◆ **Exercise instructions**
Show every line of the listing that contains the string "woman".
-- START OF Data entries --
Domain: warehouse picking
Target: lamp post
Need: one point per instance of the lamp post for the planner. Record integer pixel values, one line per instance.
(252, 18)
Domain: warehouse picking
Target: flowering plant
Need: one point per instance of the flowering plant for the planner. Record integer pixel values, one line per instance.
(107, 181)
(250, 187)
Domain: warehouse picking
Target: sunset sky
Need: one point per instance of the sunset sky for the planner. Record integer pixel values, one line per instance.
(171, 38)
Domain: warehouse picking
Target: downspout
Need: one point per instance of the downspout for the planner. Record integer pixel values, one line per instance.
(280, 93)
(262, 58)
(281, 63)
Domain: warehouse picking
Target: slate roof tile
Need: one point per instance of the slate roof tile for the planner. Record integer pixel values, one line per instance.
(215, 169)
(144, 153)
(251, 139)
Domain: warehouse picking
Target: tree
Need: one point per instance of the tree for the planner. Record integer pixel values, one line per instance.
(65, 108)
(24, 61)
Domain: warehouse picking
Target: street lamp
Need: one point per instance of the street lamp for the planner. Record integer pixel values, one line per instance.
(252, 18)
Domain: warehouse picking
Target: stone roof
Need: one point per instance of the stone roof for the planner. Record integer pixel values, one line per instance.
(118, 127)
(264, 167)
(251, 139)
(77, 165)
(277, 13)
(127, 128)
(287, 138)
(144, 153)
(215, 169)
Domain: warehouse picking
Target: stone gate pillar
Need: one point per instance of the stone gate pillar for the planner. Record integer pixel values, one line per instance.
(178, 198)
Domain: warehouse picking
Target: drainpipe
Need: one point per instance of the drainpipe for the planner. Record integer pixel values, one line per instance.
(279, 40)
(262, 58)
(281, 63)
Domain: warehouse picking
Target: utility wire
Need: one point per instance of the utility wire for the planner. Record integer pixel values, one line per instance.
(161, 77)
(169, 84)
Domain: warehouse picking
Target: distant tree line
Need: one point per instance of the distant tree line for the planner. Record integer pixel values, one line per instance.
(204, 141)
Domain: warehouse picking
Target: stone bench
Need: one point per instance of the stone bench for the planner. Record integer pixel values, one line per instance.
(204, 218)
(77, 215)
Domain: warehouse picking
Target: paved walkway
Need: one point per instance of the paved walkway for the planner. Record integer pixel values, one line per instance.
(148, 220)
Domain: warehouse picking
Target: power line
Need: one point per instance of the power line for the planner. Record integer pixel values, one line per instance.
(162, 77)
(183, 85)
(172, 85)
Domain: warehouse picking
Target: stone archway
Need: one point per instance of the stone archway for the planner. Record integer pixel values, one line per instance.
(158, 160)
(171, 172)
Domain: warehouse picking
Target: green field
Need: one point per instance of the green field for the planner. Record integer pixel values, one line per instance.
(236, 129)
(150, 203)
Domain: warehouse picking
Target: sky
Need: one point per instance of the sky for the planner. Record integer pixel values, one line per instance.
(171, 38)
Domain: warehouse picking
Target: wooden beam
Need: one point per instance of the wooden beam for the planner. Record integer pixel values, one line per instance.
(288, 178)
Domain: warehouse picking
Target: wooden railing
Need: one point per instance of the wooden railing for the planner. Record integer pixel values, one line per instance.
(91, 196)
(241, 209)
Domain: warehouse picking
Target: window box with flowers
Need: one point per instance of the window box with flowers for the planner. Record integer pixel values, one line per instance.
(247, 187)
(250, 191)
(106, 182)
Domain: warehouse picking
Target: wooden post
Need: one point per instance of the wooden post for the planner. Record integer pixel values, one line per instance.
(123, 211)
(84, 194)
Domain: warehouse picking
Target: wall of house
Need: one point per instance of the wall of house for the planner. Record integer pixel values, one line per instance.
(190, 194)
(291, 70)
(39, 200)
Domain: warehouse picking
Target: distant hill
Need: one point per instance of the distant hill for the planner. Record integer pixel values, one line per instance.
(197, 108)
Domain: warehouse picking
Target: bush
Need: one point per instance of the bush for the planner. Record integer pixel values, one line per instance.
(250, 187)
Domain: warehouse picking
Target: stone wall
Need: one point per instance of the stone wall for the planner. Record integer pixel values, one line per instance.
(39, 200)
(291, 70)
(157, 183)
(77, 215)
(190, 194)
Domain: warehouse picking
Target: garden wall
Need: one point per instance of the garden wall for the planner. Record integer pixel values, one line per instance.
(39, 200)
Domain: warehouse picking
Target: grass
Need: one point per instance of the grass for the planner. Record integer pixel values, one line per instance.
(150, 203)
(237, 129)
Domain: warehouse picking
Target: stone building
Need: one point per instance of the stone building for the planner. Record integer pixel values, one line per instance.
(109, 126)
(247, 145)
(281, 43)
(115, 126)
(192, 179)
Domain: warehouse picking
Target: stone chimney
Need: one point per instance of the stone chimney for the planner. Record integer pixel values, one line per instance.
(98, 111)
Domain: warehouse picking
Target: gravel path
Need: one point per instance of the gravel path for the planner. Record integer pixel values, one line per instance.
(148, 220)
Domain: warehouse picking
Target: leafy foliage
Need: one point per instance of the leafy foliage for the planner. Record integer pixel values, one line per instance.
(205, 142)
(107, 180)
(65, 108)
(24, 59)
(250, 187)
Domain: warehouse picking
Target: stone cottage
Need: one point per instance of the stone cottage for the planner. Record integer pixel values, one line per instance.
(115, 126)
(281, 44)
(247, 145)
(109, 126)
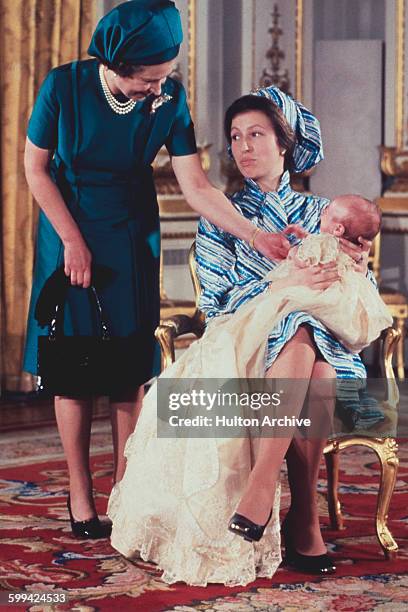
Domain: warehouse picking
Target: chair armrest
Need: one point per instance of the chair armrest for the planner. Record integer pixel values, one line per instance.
(173, 327)
(389, 340)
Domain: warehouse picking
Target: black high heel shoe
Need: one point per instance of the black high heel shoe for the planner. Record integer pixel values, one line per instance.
(251, 532)
(311, 564)
(92, 528)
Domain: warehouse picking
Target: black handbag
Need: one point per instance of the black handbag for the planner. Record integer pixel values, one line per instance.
(81, 366)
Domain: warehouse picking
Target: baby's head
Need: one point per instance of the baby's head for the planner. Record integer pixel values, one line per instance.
(351, 216)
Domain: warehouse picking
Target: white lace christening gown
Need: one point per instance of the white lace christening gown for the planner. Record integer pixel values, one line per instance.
(174, 502)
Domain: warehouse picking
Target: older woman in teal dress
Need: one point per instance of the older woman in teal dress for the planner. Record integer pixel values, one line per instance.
(94, 131)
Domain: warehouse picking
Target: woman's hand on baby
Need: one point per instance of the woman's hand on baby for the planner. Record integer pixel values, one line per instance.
(319, 277)
(77, 262)
(358, 253)
(273, 246)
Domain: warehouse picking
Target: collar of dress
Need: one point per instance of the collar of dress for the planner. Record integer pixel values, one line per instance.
(283, 192)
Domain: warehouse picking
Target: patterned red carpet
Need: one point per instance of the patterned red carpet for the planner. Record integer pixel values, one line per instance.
(39, 554)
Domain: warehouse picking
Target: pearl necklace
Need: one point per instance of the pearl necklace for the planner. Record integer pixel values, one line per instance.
(121, 108)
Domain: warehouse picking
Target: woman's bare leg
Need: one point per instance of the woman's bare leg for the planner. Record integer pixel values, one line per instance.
(124, 416)
(74, 417)
(303, 460)
(296, 360)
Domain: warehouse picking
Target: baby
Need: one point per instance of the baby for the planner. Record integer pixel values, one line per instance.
(347, 216)
(351, 216)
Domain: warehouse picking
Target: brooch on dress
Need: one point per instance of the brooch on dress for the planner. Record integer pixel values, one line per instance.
(157, 102)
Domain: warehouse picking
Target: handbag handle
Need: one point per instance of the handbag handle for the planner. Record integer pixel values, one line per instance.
(58, 318)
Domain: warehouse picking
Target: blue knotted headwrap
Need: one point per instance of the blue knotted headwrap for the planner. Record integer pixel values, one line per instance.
(308, 149)
(139, 32)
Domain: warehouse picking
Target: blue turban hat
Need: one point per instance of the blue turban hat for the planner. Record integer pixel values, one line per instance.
(308, 149)
(141, 32)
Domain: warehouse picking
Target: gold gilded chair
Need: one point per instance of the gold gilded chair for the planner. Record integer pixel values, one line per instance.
(384, 447)
(397, 304)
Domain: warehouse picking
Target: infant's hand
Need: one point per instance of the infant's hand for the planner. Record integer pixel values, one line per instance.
(296, 230)
(294, 259)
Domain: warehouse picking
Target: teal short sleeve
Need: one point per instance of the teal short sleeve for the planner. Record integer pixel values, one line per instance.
(181, 139)
(43, 125)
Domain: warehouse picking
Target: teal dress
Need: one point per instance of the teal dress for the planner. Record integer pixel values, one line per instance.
(102, 166)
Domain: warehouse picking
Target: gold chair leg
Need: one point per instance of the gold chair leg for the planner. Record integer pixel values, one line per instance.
(400, 348)
(387, 455)
(332, 469)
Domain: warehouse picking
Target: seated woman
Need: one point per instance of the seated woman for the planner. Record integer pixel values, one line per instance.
(176, 498)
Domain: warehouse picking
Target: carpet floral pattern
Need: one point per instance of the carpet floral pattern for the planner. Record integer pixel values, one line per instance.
(39, 554)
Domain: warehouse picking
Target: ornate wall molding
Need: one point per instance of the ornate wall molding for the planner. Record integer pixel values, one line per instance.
(299, 22)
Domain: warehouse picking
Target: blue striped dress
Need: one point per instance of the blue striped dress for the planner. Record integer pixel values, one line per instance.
(231, 272)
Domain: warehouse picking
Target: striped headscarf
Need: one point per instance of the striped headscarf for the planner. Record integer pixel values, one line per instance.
(308, 149)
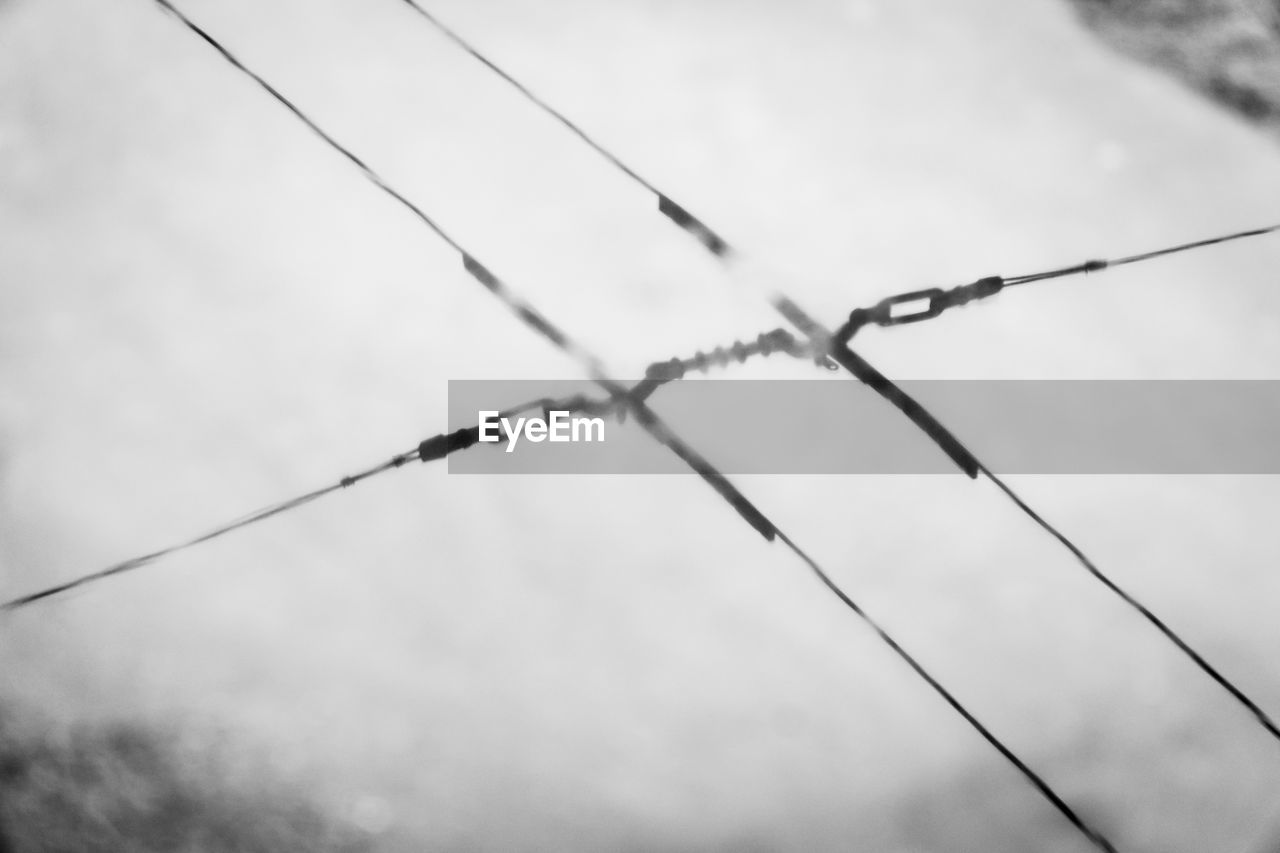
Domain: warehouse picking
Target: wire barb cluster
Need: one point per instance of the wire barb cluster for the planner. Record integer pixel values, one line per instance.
(821, 345)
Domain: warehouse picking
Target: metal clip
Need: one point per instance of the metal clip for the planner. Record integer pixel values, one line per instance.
(882, 313)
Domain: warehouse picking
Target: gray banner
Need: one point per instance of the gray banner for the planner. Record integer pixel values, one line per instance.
(841, 427)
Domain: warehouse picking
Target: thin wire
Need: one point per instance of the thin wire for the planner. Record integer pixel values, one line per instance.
(652, 424)
(430, 450)
(1032, 776)
(524, 90)
(1170, 634)
(865, 373)
(243, 521)
(1102, 264)
(526, 313)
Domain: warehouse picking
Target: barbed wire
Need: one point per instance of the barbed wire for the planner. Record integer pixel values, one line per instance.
(882, 314)
(442, 445)
(659, 432)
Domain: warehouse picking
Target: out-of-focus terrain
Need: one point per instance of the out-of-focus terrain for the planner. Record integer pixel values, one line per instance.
(204, 310)
(1226, 49)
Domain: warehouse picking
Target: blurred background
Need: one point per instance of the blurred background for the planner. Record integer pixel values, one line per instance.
(205, 310)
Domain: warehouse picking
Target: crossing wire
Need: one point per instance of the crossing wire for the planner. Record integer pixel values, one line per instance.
(652, 424)
(864, 372)
(437, 447)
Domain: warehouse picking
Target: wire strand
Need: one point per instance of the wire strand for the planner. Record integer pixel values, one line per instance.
(521, 309)
(1146, 612)
(650, 422)
(1104, 264)
(865, 373)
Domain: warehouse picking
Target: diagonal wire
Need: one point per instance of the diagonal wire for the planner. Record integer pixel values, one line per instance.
(243, 521)
(721, 249)
(650, 423)
(438, 447)
(1101, 264)
(526, 313)
(869, 375)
-- END OF Data entries --
◆ **Answer to this problem**
Target: older woman in teal dress
Need: one point per instance of the older woman in teal dress for the planner. Record integer pixel values, one line per instance.
Target: woman's hand on baby
Need: one point per instance of the woman's hand on baby for the planner. Record integer pixel values, one line per instance.
Target: woman's bare leg
Need: one point per instance of the woman's bare leg for the planner. Record integer pixel values, one line per instance.
Target: seated woman
Need: one point per instance of the seated woman for the planner. Record integer pixel values, one line per instance.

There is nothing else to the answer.